** BEGIN PASSAGE PROVIDED **
### Home on Lagrange

#### Jack Kramer

A particularly handy aspect of celestial mechanics that is extensively used in the space program is something called Lagrangian Points. These are points where the pull of gravity of two large bodies acting on a smaller body, plus centrifugal force, is so equal that the small body is able to remain in a reasonably stable orbit, unless disturbed by another large body. Designated as L1, L2, L3, etc., they're named after Joseph Lagrange, the French mathematician who first pointed out this unique aspect of gravity.

It's easier to understand if we look at examples. Lagrangian Point L1 is the most stable such point in a direct line between the Earth and the sun. At this point, the gravity of the Sun on a small body is offset by the gravity of the Earth. L1 is about four times more distant than the Moon, at about 1/100 of the distance from the Earth to the Sun. If a spacecraft is placed in orbit here between the Earth and the Sun, the opposing pull of the Earth counteracts the effective pull of the Sun, allowing the spacecraft to orbit the Sun more slowly. If the distance is properly chosen, the orbital motion will match that of Earth, allowing a spacecraft to stay in position throughout the Earth's journey around the Sun. Currently two spacecraft are stationed near L1 - ACE, which studies cosmic rays and the solar wind, and SOHO, which observes the Sun.

Around Earth there are a total of five Lagrangian Points. Point L2 is symmetric to L1, but on the opposite, night side of the Earth. NASA positioned its Microwave Anisotropy Probe (MAP) near the L2 point. MAP is a follow-up on the Cosmic Background Explorer (COBE) which in 1992 measured the brightness and wavelength distribution of cosmic background microwave radiation left over from the Big Bang. NASA also plans to place its "Next Generation Space Telescope" (NGST) - the successor to the Hubble telescope - at or near L2.
** END PASSAGE PROVIDED **
** BEGIN MATERIAL **
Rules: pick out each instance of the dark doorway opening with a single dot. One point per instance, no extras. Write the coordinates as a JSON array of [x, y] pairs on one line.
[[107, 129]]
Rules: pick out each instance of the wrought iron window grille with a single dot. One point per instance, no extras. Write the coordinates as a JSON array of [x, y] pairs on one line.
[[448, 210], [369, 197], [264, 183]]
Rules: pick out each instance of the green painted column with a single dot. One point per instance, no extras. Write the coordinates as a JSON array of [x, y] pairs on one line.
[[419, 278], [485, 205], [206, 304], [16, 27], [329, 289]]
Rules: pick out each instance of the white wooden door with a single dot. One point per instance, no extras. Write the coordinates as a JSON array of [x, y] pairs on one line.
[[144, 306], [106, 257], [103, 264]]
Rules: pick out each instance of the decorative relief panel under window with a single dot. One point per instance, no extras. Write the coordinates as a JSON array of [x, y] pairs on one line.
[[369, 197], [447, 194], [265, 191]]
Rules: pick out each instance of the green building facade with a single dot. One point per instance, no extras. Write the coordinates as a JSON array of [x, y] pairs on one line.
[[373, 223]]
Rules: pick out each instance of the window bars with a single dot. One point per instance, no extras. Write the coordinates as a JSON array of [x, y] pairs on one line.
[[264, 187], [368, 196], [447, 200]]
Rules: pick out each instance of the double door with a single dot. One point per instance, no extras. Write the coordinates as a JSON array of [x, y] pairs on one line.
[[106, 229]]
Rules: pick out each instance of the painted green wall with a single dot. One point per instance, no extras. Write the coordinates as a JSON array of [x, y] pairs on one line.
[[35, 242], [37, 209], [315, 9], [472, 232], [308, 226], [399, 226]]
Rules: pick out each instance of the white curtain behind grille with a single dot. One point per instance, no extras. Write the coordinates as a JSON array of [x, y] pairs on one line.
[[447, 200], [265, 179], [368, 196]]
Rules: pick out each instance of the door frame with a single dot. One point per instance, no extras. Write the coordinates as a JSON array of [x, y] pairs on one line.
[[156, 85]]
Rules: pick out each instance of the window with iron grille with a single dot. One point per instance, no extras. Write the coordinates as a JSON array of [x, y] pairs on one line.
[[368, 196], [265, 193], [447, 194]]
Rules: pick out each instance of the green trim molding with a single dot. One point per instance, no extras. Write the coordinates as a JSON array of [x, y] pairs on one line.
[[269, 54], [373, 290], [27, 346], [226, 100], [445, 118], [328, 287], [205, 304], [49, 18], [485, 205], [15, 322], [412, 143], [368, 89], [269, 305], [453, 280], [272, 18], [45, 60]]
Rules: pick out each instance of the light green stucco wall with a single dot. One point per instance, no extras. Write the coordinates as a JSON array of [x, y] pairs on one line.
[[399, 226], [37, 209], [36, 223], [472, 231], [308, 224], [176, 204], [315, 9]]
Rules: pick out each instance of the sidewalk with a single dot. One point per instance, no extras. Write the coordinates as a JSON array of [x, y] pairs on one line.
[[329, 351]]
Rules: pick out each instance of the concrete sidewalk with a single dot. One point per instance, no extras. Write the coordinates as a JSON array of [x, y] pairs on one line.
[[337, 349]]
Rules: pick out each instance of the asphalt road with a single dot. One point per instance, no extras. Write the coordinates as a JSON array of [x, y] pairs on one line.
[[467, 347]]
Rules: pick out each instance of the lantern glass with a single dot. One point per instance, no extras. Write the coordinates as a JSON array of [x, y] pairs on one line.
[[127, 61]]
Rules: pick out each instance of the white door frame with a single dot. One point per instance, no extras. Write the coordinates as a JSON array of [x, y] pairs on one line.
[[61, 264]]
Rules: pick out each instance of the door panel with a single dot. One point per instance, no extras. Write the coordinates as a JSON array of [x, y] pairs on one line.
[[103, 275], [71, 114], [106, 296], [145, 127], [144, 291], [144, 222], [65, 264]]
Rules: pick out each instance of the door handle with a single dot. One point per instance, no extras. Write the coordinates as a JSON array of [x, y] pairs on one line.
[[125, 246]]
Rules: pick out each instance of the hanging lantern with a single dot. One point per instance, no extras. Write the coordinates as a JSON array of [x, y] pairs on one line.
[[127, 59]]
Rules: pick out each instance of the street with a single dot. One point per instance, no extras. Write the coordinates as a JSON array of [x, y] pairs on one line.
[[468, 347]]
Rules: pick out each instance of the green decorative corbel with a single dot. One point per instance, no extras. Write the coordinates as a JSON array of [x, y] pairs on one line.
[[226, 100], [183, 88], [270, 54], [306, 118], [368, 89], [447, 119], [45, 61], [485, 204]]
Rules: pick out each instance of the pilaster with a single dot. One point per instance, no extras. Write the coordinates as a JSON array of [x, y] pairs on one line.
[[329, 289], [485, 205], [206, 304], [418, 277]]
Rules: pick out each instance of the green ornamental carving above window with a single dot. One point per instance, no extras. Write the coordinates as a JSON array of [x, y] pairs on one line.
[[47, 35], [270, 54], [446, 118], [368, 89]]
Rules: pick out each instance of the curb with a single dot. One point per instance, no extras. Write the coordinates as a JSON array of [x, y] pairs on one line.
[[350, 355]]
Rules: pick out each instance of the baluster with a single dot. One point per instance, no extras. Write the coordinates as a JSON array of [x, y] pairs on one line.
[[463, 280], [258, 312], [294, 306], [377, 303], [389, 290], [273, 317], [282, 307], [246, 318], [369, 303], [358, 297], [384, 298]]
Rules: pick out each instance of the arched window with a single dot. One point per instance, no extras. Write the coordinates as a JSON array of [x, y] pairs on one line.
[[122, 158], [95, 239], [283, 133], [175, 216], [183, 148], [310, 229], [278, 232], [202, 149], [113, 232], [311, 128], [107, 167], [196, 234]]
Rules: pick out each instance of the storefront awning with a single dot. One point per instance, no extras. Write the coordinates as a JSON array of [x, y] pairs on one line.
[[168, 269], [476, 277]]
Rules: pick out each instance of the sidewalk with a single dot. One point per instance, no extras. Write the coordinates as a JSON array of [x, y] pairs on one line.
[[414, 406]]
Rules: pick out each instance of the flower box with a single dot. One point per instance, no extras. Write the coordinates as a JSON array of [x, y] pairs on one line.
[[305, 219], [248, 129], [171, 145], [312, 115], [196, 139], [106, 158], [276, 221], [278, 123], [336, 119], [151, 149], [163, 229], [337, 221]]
** END MATERIAL **
## [INSTRUCTION A]
Answer these questions using the article on Lagrangian points:
(i) Which French mathematician are the points named after?
(ii) What does SOHO do?
(iii) In what year did COBE measure the cosmic background microwave radiation?
## [INSTRUCTION B]
Name every spacecraft or space telescope mentioned in the article on Lagrangian points.
## [INSTRUCTION C]
Continue the article on Lagrangian points, picking up right after its last sentence.

## [OUTPUT A]
(i) Joseph Lagrange
(ii) It observes the Sun.
(iii) 1992

## [OUTPUT B]
ACE, SOHO, the Microwave Anisotropy Probe (MAP), the Cosmic Background Explorer (COBE), the Next Generation Space Telescope (NGST), and the Hubble telescope.

## [OUTPUT C]
The L3 point is on the far side of the Sun, invisible from Earth, relatively unstable and of little importance. Of greater interest are the L4 and L5 points on the Earth's orbit but 60° off the Sun-Earth line (viewed from above the north pole, L5 is 60° clockwise from that line, L4 60° counterclockwise).

The Earth-Sun system is not the only place where Lagrangian Points exist. Some observers claim to have detected small asteroids near the L4 and/or L5 points of Mars and Venus, as well as Earth, but the effect is most pronounced at the Lagrangian points of Jupiter. Several hundred so-called Trojan Asteroids are located in the vicinity of Jupiter's L4 and L5 points, orbiting the Sun with the same period as Jupiter. They're known as "Trojan" because their names come from characters in Homer's Iliad.

The Earth-Moon system also has its Lagrangian points, and the L4 and L5 points on the Moon's orbit have been proposed as sites for self-contained space colonies. Science fiction writers have incorporated these points into several of their works.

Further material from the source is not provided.